Text to read:
** START **

Subject: Re: formatter (was LC475)
To: J.C.Highfield <J.C.Highfield@lut.ac.uk>
From: Bill Studenmund <wrstuden@loki.stanford.edu>
List: port-mac68k
Date: 10/18/1995 09:42:04
[sorry I'm following-up a follow-up to the message I want\
> > actually, what are we really needing?  Most disk drives are already shipped
> > with some software that will put the basic scsi driver and partitions on a
> > drive.
> 
> If we could grab the drivers that are already on the drive then writing a
> NetBSD/mac68k (re)formatter might be practical. One problem is that there
> tends to be driver/partition-layout specific information in some places for
> the driver to read.
> 
> > Writing a little program to muck with partitions (creating, deleting) would
> > be rather easy to do.  The difficult parts of a writing a "formatter" would
> > be actually doing a low level scsi format, and the generic scsi driver needed
> > for the disk (although there is a driver in the rom, i dont know what the
> > on disk driver is used for)
> 
> The "low level scsi format" is a single SCSI command! I wrote a disk
> initialiser for my Quantum LT730S which turned out to be easier than I
> expected. The bit that takes too much time and effort is writing the 
> SCSI driver that should be written onto the disk. The driver in the
> Mac's ROM is supposedly a generic (and presumably low-performance) one
> intended to be used just during booting.

** END **

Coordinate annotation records
** START **

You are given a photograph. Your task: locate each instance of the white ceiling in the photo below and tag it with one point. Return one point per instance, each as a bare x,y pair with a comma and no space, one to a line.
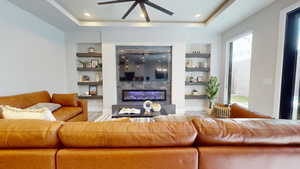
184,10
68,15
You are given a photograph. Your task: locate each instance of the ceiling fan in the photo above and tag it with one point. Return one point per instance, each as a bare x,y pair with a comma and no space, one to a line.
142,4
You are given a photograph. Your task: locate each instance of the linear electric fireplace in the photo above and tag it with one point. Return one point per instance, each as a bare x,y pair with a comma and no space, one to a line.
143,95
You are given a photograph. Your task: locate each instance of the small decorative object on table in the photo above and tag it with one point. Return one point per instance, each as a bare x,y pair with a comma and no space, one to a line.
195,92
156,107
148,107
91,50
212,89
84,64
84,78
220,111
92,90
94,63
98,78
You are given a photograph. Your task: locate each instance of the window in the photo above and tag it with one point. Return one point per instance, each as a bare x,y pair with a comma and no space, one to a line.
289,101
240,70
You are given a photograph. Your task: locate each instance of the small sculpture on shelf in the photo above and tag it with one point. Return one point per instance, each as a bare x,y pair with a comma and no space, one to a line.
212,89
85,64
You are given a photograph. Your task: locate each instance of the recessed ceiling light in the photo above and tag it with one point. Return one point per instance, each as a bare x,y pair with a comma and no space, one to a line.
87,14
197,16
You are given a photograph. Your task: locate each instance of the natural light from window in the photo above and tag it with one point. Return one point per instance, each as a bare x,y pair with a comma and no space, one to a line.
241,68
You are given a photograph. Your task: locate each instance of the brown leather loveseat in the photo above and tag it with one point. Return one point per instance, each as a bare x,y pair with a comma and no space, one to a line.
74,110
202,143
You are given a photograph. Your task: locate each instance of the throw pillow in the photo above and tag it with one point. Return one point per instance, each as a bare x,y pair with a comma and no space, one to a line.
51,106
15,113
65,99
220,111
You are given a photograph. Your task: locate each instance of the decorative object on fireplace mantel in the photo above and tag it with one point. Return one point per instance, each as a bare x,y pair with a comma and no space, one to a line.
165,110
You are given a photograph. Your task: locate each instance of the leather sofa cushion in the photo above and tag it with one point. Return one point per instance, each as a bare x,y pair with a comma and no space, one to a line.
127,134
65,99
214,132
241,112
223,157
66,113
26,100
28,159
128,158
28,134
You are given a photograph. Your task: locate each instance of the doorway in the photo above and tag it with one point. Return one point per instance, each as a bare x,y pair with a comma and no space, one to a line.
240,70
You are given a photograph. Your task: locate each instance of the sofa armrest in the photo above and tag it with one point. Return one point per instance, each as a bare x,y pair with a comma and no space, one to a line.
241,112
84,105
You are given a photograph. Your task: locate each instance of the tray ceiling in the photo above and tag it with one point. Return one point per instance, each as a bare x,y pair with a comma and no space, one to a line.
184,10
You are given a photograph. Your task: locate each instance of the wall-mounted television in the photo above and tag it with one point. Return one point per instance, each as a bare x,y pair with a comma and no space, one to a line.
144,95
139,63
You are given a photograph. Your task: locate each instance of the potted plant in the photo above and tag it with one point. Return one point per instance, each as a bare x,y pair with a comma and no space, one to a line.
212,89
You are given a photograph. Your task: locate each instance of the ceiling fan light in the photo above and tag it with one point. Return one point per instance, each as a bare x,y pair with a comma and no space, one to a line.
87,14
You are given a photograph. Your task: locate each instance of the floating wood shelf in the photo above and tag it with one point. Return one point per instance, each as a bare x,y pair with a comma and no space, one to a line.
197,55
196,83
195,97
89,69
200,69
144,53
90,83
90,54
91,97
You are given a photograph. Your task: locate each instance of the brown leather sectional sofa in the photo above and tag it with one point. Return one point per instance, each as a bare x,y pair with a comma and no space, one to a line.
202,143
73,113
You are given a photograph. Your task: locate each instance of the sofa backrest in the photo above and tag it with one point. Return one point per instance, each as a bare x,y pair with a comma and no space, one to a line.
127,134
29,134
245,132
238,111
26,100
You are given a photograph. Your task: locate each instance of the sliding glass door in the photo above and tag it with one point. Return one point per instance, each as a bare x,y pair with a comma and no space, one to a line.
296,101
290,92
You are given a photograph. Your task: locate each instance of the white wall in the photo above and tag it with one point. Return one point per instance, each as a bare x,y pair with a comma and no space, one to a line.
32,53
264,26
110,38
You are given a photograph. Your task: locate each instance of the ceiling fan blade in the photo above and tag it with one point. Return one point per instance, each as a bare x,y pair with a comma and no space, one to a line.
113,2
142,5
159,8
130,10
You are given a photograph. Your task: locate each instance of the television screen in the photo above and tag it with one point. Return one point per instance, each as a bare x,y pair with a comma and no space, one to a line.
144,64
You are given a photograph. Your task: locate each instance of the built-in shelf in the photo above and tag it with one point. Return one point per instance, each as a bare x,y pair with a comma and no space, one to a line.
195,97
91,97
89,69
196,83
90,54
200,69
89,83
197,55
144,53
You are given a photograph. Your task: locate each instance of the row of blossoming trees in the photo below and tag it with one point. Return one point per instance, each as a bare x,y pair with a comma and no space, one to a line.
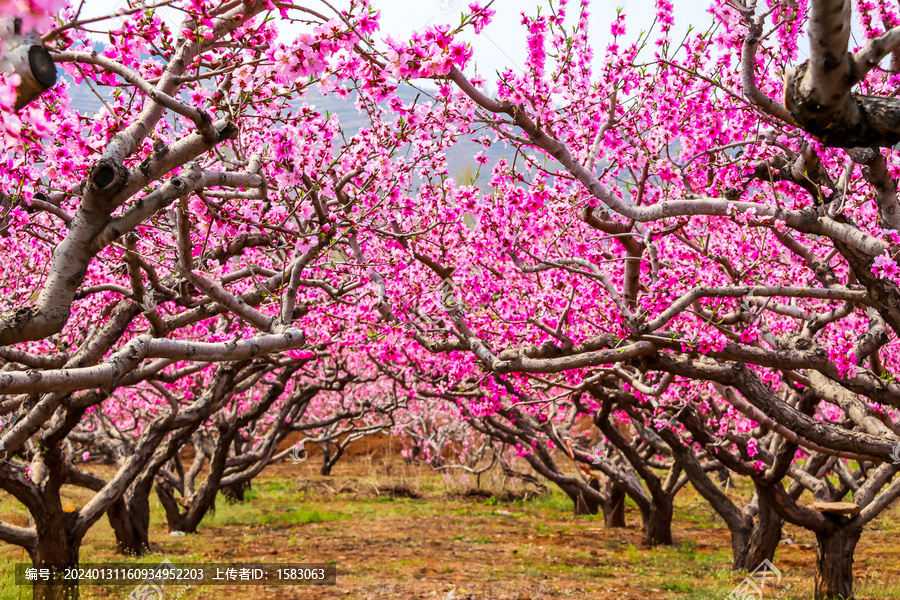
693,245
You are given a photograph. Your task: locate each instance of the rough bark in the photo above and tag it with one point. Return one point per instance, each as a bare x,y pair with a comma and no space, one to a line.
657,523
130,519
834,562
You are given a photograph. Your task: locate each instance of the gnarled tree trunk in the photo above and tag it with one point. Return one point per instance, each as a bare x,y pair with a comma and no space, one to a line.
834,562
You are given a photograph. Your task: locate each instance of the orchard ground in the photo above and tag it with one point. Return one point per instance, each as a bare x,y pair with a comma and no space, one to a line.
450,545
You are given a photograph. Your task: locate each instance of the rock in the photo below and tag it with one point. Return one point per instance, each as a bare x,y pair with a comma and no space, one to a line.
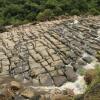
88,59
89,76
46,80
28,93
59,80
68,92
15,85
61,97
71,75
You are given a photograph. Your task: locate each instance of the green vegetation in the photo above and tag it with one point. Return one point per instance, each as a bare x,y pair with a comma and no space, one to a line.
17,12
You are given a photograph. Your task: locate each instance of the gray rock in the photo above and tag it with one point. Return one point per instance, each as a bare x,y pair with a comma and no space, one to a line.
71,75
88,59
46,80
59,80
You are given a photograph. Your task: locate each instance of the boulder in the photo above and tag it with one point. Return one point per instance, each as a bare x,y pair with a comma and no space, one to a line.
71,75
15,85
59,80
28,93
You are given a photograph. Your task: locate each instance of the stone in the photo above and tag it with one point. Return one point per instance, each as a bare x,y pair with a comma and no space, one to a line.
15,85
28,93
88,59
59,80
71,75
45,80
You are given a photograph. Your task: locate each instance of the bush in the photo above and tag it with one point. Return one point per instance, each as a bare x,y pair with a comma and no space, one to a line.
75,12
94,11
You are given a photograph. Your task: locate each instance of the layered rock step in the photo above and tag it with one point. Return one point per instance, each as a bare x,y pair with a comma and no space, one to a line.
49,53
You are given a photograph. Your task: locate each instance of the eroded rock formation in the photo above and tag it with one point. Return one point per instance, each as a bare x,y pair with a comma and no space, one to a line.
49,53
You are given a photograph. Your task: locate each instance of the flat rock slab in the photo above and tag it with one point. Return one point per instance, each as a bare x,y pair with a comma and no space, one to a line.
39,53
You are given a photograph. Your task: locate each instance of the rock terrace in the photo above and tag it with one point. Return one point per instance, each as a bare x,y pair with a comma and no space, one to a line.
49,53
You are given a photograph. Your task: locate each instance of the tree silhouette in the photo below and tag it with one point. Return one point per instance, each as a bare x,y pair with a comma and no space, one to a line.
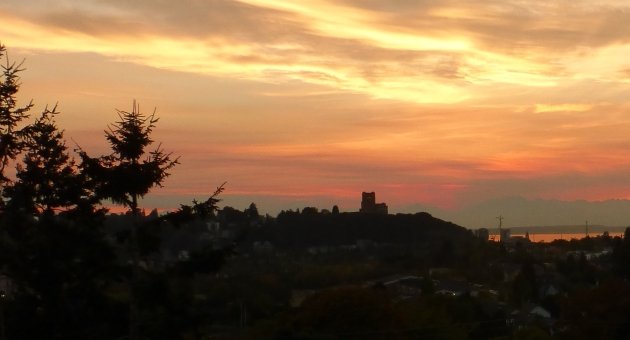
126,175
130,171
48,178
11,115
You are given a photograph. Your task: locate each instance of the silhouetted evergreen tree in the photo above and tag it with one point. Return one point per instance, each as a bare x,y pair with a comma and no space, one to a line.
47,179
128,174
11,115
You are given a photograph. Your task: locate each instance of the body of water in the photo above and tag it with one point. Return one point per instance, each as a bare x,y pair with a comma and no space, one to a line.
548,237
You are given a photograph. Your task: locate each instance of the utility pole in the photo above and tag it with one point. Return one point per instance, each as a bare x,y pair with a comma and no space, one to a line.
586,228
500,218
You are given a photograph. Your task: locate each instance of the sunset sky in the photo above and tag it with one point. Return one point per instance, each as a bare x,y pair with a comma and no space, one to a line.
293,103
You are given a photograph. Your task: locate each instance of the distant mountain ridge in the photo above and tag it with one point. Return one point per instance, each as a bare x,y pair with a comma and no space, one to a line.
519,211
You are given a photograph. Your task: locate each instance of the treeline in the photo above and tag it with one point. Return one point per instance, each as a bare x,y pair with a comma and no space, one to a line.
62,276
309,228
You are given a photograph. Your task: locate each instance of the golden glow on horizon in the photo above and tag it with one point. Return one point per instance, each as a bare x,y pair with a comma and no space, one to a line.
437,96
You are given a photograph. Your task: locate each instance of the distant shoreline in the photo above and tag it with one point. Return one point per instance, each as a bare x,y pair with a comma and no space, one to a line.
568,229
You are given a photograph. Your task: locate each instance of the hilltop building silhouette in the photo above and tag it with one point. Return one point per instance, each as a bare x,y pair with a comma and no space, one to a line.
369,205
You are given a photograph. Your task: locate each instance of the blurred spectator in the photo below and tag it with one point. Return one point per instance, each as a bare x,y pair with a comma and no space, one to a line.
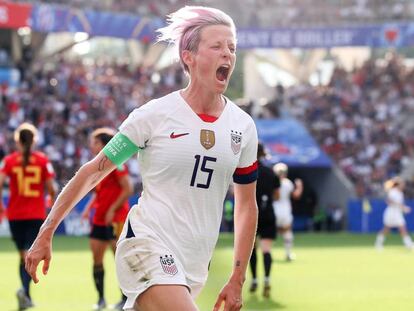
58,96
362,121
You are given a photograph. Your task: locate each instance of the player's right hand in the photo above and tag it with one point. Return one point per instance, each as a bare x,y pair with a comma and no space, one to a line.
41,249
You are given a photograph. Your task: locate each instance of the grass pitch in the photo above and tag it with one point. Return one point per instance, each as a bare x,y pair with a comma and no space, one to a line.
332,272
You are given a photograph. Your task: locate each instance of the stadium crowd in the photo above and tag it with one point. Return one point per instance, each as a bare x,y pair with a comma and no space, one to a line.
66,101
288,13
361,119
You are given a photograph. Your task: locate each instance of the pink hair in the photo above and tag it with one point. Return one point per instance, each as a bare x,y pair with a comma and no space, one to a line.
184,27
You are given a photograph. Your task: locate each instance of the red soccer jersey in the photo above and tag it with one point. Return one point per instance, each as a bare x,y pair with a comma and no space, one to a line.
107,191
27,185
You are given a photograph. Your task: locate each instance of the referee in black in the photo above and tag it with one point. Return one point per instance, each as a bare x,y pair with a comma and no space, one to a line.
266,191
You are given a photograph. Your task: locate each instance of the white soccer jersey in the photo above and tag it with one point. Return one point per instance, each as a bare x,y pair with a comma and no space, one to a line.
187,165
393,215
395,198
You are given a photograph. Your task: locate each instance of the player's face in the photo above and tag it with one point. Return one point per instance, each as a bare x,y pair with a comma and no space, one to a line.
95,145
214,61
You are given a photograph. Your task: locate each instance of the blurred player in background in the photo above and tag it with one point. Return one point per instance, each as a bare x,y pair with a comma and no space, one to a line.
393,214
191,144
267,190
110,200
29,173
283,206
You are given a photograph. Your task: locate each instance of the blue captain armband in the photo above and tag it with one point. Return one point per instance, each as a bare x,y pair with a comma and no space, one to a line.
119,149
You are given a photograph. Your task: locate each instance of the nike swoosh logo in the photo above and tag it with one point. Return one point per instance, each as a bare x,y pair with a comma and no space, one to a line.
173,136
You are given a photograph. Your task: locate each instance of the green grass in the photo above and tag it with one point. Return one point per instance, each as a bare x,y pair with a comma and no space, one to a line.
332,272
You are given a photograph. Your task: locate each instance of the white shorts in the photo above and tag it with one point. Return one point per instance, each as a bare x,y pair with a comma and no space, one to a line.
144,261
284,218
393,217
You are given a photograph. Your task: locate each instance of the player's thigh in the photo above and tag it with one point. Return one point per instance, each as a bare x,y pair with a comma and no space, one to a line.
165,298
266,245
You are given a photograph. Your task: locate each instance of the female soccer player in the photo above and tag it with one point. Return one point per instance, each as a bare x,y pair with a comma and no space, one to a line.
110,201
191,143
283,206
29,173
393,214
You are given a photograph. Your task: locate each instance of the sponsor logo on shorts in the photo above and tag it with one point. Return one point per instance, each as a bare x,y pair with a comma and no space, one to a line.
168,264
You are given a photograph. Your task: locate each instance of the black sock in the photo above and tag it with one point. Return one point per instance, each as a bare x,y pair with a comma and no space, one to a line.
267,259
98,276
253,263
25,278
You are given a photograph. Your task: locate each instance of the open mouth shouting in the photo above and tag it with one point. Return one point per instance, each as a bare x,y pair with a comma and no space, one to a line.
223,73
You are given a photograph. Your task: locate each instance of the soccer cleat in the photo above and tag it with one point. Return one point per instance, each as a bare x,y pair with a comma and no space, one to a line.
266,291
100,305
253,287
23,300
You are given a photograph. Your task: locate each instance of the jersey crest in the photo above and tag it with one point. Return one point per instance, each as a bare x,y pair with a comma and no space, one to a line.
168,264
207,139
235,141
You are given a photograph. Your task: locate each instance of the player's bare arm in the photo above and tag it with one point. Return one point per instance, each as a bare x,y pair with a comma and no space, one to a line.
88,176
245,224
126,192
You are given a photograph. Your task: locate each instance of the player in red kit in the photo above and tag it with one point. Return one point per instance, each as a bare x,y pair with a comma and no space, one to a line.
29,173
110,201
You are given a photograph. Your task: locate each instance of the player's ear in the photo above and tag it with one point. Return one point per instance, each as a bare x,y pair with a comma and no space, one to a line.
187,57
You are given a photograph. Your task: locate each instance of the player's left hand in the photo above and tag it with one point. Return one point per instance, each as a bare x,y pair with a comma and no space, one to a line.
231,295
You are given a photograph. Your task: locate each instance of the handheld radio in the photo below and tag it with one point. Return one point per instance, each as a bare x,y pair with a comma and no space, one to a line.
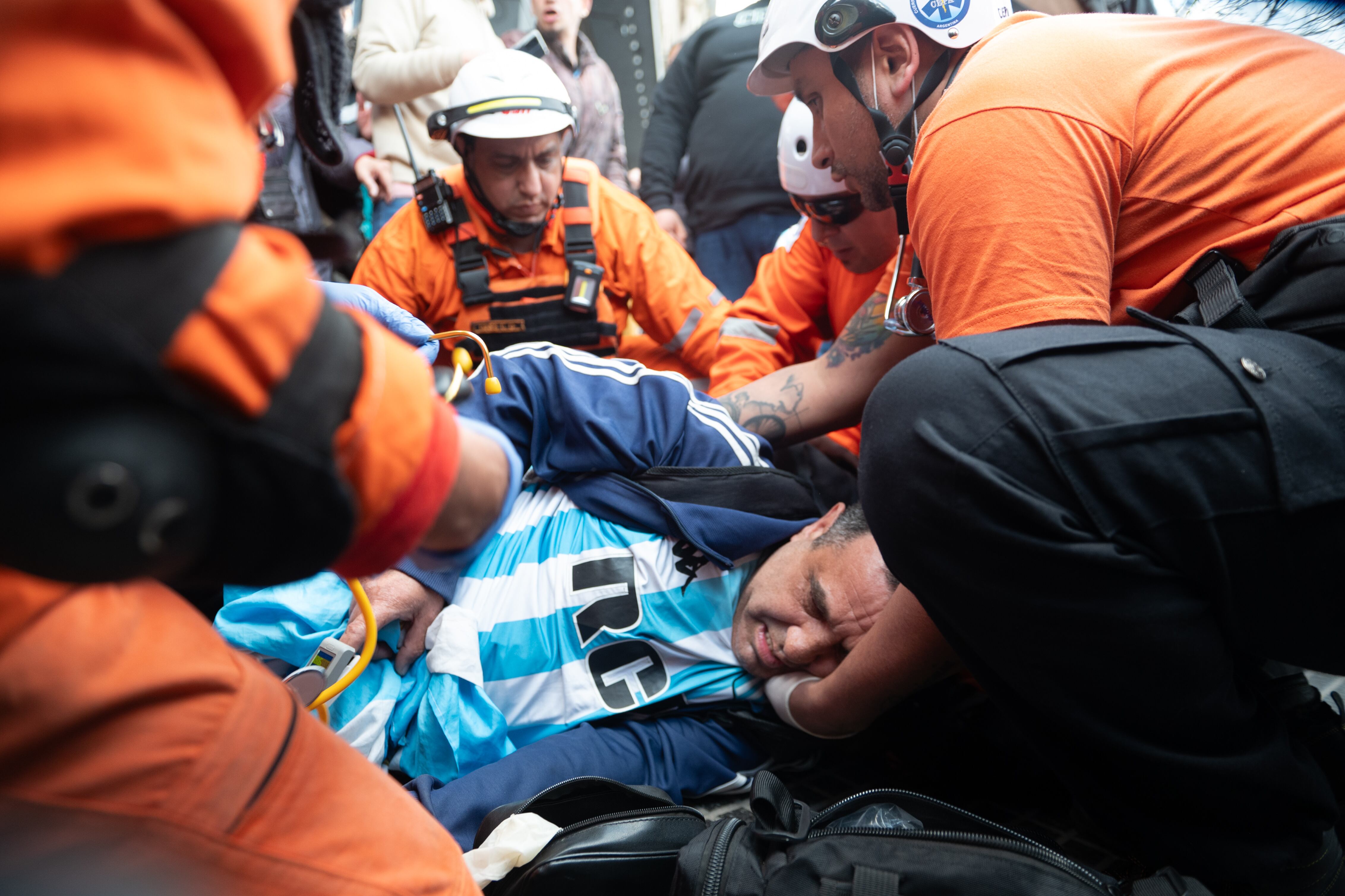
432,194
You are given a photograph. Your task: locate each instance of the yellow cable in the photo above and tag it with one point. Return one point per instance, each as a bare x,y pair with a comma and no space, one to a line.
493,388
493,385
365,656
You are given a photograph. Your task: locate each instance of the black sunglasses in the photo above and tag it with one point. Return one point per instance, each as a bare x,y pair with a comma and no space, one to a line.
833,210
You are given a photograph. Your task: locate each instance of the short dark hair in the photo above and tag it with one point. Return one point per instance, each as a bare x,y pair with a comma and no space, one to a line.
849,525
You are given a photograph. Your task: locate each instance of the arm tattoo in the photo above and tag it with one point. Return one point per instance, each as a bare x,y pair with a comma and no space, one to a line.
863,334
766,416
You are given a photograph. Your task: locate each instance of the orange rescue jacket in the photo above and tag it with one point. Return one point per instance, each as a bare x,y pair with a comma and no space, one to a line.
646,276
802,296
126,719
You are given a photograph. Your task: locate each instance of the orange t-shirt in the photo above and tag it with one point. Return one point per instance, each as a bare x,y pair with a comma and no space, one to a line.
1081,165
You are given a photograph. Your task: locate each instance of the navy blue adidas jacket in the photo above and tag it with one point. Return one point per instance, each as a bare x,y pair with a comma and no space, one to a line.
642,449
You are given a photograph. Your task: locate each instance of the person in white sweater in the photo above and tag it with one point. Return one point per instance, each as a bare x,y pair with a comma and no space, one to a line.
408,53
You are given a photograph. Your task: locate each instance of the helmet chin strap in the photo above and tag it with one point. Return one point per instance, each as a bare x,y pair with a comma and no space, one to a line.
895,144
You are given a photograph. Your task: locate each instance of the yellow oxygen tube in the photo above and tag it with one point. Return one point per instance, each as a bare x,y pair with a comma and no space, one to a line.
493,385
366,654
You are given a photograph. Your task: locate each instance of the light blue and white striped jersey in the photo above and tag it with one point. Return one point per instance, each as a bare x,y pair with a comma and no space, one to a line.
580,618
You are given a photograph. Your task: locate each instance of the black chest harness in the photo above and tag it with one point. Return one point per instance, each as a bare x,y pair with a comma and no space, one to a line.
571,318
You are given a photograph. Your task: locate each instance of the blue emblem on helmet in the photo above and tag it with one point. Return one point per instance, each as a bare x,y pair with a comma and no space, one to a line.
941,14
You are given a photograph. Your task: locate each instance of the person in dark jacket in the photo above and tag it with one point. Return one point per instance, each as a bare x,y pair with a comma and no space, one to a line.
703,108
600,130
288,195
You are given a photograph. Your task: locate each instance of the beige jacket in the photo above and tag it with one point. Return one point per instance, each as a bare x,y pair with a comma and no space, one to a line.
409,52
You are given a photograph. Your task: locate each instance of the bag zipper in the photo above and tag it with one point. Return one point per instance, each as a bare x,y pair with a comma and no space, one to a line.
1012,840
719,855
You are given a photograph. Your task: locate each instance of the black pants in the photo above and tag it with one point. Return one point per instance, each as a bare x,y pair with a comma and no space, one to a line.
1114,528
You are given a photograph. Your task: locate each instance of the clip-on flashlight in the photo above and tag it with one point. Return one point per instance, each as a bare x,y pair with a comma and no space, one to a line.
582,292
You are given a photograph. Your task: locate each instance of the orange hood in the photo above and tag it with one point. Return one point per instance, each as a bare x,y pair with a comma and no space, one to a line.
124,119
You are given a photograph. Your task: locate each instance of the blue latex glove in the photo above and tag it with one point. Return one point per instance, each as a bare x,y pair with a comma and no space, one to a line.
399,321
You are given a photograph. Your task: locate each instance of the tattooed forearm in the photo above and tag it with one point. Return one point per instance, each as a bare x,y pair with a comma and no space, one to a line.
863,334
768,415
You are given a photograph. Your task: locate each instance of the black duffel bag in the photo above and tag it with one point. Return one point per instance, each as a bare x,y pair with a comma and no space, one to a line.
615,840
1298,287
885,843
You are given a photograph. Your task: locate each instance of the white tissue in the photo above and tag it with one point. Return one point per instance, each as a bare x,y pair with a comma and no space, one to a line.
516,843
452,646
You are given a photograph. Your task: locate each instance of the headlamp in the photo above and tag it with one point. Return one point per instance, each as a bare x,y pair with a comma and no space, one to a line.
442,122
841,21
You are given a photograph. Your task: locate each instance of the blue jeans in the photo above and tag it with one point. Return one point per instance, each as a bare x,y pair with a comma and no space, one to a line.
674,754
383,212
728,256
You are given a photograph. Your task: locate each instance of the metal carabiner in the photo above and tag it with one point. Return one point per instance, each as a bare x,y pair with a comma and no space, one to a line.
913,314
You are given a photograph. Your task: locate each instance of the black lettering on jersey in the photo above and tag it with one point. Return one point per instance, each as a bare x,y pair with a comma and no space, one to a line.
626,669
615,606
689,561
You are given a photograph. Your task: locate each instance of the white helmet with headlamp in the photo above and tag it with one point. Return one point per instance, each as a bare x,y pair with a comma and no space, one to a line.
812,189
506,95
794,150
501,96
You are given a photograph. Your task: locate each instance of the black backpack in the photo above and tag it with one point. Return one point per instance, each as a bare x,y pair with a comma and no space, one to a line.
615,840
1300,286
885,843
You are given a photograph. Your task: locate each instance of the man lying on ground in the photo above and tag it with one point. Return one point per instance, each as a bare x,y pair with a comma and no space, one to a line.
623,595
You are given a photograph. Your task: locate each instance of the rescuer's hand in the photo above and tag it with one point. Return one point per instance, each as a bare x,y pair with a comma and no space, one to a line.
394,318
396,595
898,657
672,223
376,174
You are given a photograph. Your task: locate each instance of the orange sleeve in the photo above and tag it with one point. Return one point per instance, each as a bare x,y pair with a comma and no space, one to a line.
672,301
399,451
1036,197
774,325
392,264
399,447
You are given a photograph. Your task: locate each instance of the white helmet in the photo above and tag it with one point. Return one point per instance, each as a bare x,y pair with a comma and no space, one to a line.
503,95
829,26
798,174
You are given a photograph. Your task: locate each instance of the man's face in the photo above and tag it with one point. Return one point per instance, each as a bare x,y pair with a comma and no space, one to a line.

** END **

List the names of the header fields at the top of the mailing-list message about a disk formatter, in the order they appear.

Solution to this task: Subject, To, From, List, Date